Requirements
1. List every proper name that appears in the album interview below.
2. Pick up the album interview below after its final line and write what comes next.

Given passage
Initially it felt like, man, we couldn’t have a more inappropriate album. If it was going to come out now it should be more soothing than a totally apolitical, fun album about personal relationships that are maybe completely meaningless in the wake of everything. But then, maybe that’s the most fun and meaningful part of life. Everything else is a distraction from personal conflicts, which are microcosms of what happens on a large scale anyway. So I guess my perception hasn’t changed that much. There was a period where I was paying a lot more attention to what was going on from the lens of all these leftist journalists. My girlfriend looked at my Twitter for fifteen minutes and was like, “This is so depressing, why do you do this to yourself?” Because I’m not really doing anything, so it’s completely useless to zero in that much if you’re not going to make it your life’s work. All that was happening was that I was having fights with my dad.

Maybe an “apolitical, fun album” is what everybody needs now.

It’s similar to the idea behind ‘Go To School’ – things were pretty depressing then too – an album that was a fantastical thing that you didn’t want to take seriously. You have to leave your cynicism at home to get inside it.

What was it like recording at Electric Lady, Jimi Hendrix’s recording studio?

Pointing dataset records:
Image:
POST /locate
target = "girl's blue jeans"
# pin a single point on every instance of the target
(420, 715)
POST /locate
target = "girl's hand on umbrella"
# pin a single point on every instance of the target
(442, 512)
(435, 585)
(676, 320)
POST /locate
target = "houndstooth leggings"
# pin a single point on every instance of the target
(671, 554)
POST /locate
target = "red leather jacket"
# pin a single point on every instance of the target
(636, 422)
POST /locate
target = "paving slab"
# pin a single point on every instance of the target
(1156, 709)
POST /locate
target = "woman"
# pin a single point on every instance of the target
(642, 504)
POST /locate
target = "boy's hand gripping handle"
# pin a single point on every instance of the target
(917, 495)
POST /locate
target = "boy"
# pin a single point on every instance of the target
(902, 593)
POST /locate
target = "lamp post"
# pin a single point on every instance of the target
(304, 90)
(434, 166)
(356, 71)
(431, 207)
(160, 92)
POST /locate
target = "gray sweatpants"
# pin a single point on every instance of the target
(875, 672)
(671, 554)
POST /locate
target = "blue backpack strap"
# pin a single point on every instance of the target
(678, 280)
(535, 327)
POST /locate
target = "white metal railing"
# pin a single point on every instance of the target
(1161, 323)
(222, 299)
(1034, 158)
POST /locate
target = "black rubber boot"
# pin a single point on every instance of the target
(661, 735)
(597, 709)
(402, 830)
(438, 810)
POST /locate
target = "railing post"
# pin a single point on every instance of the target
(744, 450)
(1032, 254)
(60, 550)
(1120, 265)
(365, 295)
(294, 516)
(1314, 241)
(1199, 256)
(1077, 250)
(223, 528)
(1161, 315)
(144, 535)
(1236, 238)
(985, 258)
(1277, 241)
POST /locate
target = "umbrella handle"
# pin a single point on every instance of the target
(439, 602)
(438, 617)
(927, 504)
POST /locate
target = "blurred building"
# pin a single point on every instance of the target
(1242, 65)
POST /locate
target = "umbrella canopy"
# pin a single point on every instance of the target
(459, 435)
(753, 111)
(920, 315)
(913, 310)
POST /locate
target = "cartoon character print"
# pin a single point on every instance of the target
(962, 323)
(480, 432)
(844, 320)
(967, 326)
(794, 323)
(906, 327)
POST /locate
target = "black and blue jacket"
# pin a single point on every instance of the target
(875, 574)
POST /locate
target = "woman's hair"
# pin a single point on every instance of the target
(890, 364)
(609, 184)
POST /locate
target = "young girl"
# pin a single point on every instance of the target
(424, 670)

Results of the exercise
1. Twitter, Go To School, Electric Lady, Jimi Hendrix

2.
We took everything we recorded at other places and put it through the gear there. Jonathan Rado, who produced our first album, booked some time there and left early, and asked if we wanted to go. More than anything, we felt a little silly about having bought all this equipment to have a home studio, because it was so much fun [at Electric Lady]. There’s never been a period where we have to stop recording, so the time limit meant we were working faster and there was more urgency. And the space itself was so cool and sounded so good. But the mythos of it didn’t matter that much to us.

Your sound draws comparisons with a lot of seventies artists. What do you find inspiring about that era?

An ability to fit myself into certain production and songwriting techniques of that time. It’s the way I frame my natural musical personality. It stems from growing up on sixties stuff. Melodically I have more in common with the sixties, but as far as tones and synth sounds go, I love the seventies. It was a great period for recording rock music. I think it’s a lot of people’s favourite because after that more synthetic things were introduced. It was the height of commercial, natural-sounding rock music. But when people ask about influences, I can only think of mid-seventies Cat Stevens – more intricate than his softer, earlier stuff, and more musical.

The record actually reminded me of the Cat Stevens song ‘Sitting’.

Oh man, that was the one I was listening to over and over. That’s a beautiful song. On ‘No One Holds You’ I’m basically doing a Cat Stevens impression.

You often cover the John Prine song ‘Fish and Whistle’ during your shows. We sadly lost him earlier this year. Was he a big influence?

He’s a huge influence. My mum is a huge fan and when I was a kid, she would play him and Tom Waits in the car to show me what beautiful lyrics were. His songs were the first I connected to that were poetic and presented interesting ideas, and where I kind of got it. Everything I was listening to before was British Invasion pop. His music is beautiful. His death felt like a big thing. In the US at least, he’d been having quite a resurgence.

You’ve had nice things said about you by people like Elton John and Gerard Way. Biffy Clyro’s Simon Neil called you ‘the most exciting band this century’. Do statements like that inflate your egos?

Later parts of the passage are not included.